Your task
Your reply must contain exactly the lines running from the one with "Would you mind tagging the grassy" to the last line of the entries below, both included, and no other lines.

Extracted data entries:
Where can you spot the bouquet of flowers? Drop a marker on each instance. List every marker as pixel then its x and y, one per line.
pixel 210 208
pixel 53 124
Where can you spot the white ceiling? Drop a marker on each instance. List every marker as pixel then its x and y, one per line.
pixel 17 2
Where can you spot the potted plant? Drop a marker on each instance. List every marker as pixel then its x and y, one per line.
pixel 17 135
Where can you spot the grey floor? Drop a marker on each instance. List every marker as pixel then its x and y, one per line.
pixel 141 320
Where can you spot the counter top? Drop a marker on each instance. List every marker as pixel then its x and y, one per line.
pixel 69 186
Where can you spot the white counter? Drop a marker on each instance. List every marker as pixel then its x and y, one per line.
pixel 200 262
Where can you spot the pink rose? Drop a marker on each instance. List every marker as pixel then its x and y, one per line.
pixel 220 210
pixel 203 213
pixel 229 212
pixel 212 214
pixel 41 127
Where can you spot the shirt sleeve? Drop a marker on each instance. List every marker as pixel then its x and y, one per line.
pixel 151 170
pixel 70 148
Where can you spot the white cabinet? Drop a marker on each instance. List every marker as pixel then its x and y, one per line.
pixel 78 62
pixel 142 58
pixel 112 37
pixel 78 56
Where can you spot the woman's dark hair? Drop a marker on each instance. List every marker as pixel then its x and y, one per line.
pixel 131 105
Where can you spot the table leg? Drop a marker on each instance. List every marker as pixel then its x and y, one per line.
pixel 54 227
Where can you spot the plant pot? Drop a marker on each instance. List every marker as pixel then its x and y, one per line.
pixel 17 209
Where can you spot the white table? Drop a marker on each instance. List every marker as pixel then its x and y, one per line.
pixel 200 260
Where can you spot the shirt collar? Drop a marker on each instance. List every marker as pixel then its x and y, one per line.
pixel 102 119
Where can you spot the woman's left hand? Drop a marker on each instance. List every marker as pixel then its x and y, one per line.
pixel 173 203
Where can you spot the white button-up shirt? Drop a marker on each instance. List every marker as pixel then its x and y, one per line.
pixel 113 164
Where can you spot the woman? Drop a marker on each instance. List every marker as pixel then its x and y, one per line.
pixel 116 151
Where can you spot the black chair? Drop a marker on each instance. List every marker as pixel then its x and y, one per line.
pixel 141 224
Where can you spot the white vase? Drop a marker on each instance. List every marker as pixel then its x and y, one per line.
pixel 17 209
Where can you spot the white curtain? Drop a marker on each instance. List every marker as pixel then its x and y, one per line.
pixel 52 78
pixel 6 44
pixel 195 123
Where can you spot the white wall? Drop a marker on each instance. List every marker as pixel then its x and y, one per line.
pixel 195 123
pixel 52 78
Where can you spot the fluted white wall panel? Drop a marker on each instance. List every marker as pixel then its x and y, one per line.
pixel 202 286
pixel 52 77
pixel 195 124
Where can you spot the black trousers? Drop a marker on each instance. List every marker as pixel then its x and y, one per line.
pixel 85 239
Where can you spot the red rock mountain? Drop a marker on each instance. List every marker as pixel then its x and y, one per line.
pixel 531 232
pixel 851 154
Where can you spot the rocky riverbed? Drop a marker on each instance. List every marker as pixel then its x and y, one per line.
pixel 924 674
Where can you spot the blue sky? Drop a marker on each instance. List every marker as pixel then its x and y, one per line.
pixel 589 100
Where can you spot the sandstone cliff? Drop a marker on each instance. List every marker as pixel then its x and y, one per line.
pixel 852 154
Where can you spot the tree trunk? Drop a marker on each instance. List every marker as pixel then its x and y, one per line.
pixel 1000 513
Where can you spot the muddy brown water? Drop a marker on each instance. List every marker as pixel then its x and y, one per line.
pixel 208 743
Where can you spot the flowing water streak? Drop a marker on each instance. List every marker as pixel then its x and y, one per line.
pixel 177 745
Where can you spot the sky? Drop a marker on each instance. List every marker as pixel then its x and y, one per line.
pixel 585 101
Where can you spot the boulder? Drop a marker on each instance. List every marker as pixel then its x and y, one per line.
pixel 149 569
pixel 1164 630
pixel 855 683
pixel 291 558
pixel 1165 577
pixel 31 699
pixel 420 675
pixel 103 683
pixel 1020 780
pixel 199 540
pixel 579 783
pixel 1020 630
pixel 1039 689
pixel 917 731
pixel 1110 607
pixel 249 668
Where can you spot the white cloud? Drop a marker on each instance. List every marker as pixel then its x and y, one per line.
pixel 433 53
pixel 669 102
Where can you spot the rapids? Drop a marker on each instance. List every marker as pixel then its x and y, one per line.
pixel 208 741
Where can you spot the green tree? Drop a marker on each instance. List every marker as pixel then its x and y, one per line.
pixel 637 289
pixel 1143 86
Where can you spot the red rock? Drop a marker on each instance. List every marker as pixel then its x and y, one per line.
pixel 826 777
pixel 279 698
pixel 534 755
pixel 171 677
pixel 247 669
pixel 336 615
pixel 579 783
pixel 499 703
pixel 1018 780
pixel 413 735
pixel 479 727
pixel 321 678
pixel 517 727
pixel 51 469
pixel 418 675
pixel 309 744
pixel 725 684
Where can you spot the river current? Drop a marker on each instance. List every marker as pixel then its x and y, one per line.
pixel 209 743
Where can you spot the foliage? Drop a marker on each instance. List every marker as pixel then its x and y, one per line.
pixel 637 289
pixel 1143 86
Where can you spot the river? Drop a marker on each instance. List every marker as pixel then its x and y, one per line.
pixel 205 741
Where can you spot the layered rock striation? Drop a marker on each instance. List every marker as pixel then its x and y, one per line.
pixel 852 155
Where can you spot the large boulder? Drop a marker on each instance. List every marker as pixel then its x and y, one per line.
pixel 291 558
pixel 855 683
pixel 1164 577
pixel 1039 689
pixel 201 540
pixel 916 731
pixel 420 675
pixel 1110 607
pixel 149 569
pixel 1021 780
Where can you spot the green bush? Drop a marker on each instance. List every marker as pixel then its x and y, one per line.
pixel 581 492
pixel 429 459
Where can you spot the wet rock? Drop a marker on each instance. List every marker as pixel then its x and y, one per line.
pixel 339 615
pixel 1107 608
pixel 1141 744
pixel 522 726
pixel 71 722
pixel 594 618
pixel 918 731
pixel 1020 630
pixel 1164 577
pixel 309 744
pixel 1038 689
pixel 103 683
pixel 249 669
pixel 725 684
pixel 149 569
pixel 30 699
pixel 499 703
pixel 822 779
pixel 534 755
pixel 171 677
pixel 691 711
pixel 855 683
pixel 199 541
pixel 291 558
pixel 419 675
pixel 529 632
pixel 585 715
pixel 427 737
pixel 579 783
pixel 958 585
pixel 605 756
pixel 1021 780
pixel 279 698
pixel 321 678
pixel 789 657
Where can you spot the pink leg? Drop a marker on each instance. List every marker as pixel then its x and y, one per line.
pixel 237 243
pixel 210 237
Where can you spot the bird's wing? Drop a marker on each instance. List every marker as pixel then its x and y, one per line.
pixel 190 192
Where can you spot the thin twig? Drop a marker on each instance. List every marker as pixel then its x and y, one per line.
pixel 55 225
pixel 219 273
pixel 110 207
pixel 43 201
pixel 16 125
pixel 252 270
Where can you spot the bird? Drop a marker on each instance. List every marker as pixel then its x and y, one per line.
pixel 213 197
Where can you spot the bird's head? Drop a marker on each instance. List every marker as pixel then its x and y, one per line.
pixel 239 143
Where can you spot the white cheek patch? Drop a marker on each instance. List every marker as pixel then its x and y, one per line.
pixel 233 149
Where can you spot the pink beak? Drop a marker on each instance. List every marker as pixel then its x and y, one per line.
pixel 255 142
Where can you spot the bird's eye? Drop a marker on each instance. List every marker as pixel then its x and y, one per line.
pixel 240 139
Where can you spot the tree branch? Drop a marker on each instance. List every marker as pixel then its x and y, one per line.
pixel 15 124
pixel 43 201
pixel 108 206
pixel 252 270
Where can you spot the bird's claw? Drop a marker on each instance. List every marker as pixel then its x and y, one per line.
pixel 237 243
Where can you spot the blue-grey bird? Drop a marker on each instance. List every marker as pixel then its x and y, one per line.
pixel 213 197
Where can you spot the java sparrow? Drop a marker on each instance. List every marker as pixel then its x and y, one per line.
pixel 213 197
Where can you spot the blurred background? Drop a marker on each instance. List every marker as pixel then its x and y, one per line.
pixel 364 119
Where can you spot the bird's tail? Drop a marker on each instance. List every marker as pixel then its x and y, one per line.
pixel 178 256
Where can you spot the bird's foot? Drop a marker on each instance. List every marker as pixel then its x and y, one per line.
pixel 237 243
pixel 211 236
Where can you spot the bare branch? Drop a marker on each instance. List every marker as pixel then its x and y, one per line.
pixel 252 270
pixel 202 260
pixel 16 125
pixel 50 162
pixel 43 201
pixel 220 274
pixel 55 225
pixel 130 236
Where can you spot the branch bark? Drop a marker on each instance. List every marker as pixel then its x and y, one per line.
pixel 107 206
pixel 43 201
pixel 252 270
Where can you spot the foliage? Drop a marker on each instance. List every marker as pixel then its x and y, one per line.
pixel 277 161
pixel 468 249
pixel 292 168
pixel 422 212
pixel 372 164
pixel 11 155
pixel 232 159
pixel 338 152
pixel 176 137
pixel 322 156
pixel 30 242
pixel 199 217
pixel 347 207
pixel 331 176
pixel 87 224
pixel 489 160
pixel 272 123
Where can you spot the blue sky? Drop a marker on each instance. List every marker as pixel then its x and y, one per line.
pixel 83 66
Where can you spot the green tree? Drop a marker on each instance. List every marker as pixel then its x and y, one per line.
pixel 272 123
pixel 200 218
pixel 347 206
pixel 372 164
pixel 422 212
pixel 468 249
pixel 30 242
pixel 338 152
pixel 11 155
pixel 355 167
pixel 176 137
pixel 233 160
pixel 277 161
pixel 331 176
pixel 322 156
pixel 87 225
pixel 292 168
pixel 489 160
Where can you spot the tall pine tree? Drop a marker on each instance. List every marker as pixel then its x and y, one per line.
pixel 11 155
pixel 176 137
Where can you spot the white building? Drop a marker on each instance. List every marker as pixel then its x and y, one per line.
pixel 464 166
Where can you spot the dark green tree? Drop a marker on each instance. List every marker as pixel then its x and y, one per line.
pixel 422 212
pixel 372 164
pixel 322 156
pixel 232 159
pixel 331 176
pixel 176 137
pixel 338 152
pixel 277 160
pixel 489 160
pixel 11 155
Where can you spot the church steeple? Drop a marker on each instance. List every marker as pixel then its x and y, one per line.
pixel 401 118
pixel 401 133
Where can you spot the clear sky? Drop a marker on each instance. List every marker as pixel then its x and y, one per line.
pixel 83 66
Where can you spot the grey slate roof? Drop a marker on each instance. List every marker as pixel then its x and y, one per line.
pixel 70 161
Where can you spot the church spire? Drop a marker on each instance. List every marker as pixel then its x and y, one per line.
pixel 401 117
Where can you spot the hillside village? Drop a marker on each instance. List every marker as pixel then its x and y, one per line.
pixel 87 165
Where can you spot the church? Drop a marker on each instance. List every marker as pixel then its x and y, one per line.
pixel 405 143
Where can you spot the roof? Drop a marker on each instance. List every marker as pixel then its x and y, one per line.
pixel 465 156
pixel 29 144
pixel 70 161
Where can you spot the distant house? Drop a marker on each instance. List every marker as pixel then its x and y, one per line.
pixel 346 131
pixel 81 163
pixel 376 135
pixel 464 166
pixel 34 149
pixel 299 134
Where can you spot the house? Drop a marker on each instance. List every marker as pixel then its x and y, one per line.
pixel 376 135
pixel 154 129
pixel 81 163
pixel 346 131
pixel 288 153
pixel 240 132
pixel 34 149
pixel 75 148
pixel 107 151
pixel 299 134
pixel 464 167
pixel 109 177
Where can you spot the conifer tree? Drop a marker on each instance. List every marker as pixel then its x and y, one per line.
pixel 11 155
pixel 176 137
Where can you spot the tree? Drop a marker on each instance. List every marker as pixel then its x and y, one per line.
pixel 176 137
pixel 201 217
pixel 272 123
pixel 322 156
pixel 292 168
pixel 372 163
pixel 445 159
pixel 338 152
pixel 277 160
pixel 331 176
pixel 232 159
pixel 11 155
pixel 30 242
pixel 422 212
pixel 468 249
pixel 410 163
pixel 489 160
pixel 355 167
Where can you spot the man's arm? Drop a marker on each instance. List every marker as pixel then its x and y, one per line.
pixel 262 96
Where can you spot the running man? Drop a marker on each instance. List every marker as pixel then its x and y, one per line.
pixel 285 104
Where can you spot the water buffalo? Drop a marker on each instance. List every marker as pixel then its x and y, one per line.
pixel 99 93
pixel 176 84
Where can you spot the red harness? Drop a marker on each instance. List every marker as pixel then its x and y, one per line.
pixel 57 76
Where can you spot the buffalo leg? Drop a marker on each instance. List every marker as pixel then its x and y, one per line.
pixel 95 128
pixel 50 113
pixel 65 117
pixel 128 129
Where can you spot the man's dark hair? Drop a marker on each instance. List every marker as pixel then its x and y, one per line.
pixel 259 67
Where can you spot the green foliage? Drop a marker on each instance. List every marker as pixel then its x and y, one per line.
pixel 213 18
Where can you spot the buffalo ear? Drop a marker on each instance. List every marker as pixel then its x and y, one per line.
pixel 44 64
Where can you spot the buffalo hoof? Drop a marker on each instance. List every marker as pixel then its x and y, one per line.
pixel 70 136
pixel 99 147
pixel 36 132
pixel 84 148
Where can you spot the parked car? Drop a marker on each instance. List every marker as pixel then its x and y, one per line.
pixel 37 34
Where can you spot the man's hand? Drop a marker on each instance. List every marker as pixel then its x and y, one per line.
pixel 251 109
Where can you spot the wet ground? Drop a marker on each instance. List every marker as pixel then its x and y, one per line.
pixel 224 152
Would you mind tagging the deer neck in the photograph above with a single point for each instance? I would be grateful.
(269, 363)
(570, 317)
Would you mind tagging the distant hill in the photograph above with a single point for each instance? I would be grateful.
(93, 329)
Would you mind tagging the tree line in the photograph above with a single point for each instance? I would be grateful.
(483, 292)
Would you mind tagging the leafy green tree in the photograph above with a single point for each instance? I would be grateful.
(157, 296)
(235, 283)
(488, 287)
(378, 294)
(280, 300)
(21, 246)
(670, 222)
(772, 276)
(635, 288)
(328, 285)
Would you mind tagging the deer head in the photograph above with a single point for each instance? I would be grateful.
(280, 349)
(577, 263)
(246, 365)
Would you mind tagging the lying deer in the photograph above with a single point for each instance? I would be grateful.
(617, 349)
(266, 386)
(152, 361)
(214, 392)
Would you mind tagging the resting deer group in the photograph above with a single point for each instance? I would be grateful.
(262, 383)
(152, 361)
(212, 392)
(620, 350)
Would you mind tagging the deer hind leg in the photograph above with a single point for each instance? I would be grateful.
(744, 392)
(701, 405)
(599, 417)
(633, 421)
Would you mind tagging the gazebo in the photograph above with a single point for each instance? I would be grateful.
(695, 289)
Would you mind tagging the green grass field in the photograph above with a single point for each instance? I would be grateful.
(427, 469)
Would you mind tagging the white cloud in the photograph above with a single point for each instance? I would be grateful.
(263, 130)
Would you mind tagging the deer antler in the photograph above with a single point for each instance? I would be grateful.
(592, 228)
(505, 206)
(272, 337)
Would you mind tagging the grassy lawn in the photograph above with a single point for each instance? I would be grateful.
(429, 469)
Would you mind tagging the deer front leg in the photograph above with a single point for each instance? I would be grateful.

Reply to the exercise
Would you mind tagging the grassy lawn in the photograph above with a single point for each instance? I would be grateful.
(429, 469)
Would you mind tagging the deer front leg in the photograph above with a single point for each instance? I would be grateful.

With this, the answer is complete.